**Aufgabenstellung**.
1/ Prüfen Sie anhand des folgenden Seitenauszugs über die Gemeinschaft um Vissarion, ob die Aussagen (a) bis (c) zutreffen, und belegen Sie jedes Ja oder Nein mit dem entscheidenden Wortlaut. (a) Mädchen und Knaben besuchen nach dem Kindergarten dieselbe Schule. (b) Ilona stammt aus Litauen. (c) Vissarion wirkt Wunder und unerklärliche Heilungen.
2/ Führen Sie den folgenden Seitenauszug über die Gemeinschaft um Vissarion im Anschluss an seinen letzten Satz weiter.

**Seitenauszug**.
%%

Vissarion lehrt, dass in unserer Wendezeit viele besondere Kinder geboren werden, die seelisch weit vorangeschritten sind, und dass es darum gehe, sie nicht mit dem Informationsmüll unserer zivilisierten und wissenschaftlichen Welt vollzustopfen, sondern ihren Seelen Raum für ihre Vorstellungskraft zu geben. Bücher und Lehrmittel sollen primär positive, sinnstiftende Inhalte haben. Mädchen und Knaben haben nach dem Kindergarten getrennte Schulen. Im Kindergarten treffe ich Ilona, eine sonnige junge Frau aus Litauen, die mir mit Volksliedtexten aus ihrem Land hilft. Bei ihr genügten bereits Fotos von Vissarion und der Gemeinschaft, um zu spüren, dass dies der richtige Ort für sie sein würde. Und sie hat ihre Entscheidung, hierher zu ziehen, nie bereut. Sie strahlt, als sie sagt, dass sie eben geheiratet habe, einen Mann aus der Ukraine.
Begierden wandeln
Fast
alle
Menschen in der Gemeinschaft glauben fest daran, dass Vissarion der
seit 2000 Jahren zum ersten Mal wiedergesandte Sohn Gottes ist - und
dass er und seine Weisheit dadurch der direkte Ausdruck des liebenden
Wissens des Himmlischen Vaters sind. Dadurch akzeptieren sie auch, dass
sich seine aus einer anderen Dimension kommenden Worte nicht immer mit
unserem Verstand begreifen lassen, sondern eher mit unserem Herzen,
unserer Seele, in der wir alle selbst einen Funken jenes göttlichen
Lichtes tragen. Vissarion distanziert sich davon, Wunder und
unerklärliche Heilungen zu wirken, damit die Menschen ihm nicht
beeindruckt von Wundern folgen, sondern aus ihrem Herzen heraus und in
freiem Willen.

%%

**Auszüge aus Daten zur Ortsbeschriftung**.
%%

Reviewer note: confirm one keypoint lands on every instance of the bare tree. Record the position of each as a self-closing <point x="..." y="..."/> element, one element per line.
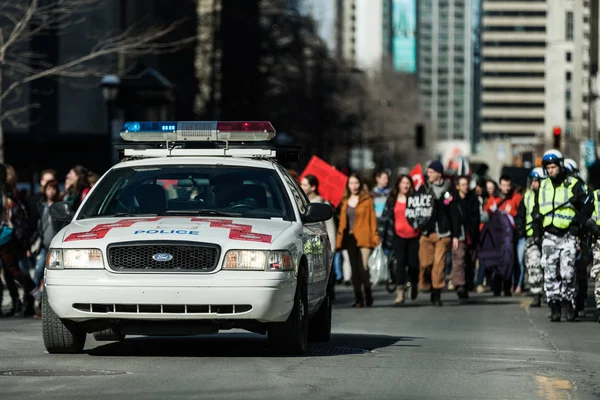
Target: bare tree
<point x="21" y="21"/>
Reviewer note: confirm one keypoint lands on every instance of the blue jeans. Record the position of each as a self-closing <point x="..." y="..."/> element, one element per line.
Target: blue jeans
<point x="448" y="264"/>
<point x="521" y="246"/>
<point x="338" y="262"/>
<point x="40" y="262"/>
<point x="480" y="274"/>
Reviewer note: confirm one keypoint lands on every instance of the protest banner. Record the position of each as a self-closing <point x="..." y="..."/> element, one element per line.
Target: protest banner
<point x="332" y="182"/>
<point x="419" y="209"/>
<point x="417" y="176"/>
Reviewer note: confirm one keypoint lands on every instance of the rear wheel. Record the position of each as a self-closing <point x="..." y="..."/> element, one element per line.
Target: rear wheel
<point x="319" y="329"/>
<point x="291" y="336"/>
<point x="60" y="336"/>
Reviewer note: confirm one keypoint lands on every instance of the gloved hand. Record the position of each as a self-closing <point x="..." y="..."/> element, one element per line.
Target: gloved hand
<point x="595" y="271"/>
<point x="574" y="229"/>
<point x="591" y="227"/>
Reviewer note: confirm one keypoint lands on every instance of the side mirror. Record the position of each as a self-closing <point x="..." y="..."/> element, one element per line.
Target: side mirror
<point x="61" y="211"/>
<point x="317" y="212"/>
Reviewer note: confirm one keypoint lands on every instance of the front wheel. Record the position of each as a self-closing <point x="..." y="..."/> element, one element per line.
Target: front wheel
<point x="291" y="336"/>
<point x="60" y="336"/>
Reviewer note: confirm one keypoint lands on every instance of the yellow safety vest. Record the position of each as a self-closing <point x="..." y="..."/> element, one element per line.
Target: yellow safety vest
<point x="596" y="215"/>
<point x="549" y="198"/>
<point x="529" y="203"/>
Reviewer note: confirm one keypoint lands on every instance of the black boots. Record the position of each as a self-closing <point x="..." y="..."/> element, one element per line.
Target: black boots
<point x="568" y="311"/>
<point x="436" y="297"/>
<point x="368" y="296"/>
<point x="537" y="301"/>
<point x="462" y="293"/>
<point x="555" y="311"/>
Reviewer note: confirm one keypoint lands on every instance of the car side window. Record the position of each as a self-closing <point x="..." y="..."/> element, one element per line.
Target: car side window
<point x="299" y="196"/>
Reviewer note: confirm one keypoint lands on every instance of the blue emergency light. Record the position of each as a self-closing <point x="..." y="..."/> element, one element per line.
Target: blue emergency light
<point x="236" y="131"/>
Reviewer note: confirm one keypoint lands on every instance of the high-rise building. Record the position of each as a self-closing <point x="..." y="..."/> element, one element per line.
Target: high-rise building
<point x="363" y="24"/>
<point x="535" y="70"/>
<point x="445" y="52"/>
<point x="325" y="14"/>
<point x="403" y="36"/>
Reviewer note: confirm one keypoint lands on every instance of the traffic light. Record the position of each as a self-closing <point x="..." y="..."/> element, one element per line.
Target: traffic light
<point x="419" y="136"/>
<point x="556" y="136"/>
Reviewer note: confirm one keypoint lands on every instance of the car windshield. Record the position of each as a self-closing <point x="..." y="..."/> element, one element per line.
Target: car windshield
<point x="189" y="190"/>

%%

**Gelöste Aufgaben**.
1/
(a) Nein: „Mädchen und Knaben haben nach dem Kindergarten getrennte Schulen.“
(b) Ja: „eine sonnige junge Frau aus Litauen“
(c) Nein: „Vissarion distanziert sich davon, Wunder und unerklärliche Heilungen zu wirken“

2/
Schließlich bringt mich die Lektüre des Letzten Testaments in innere Nöte. Es gibt immer wieder Stellen, die mir richtig aufstoßen, wenn Gottessohn Vissarion seine Lehre als höchste und reinste Wahrheit darstellt und zu denen, die ihr folgen, meint: "Es werden jene Erwählten sein, denen es gegeben ist, voranzugehen und den anderen den Weg zu erleuchten, jene, in die Gott die letzte Hoffnung setzt, das Menschengeschlecht zu retten." Da gibt
es
auch viele Stellen, die in für mich altbiblisch anmutender Sprache vom
Guten Gottes und dem Bösen des Teufels sprechen. Und da ist immer
wieder die Betonung der Unfehlbarkeit der Worte des Gottessohnes und
der Notwendigkeit für die Gläubigen, dem Gottessohn uneingeschränkt zu
vertrauen, um ihn nicht zu 'erniedrigen'. Gegen all das regt sich in
mir großer Widerstand. Mein innerer Konflikt wird verstärkt durch all
die guten, berührenden Erlebnisse und Begegnungen mit den Nachfolgern
Vissarions, von denen ich die meisten als intelligente, lebensfreudige,
echt suchende und liebende Menschen erlebe - ein herausforderndes
Kontrastprogramm.
In der letzten Woche finde ich meinen inneren Frieden wieder. Viele offene Gespräche, wo ich meine Zweifel und Widerstände benenne, auch im Gespräch mit Priester Sergej, lassen in mir langsam eine Gelassenheit all dem gegenüber entstehen. Man lässt mir meine Gedanken, meine Freiheit zu denken und wahrzunehmen. Vissarion selbst zu treffen, hatte ich nie den Wunsch verspürt. Es wäre wohl auch schwierig gewesen, weil er weitab auf dem 'Berg' in der 'heiligen Stadt' lebt, die im Frühling nur sehr schwer zu erreichen ist. Und ob Vissarion nun wirklich der Gottessohn ist oder nicht, beschäftigt mich auch nicht weiter.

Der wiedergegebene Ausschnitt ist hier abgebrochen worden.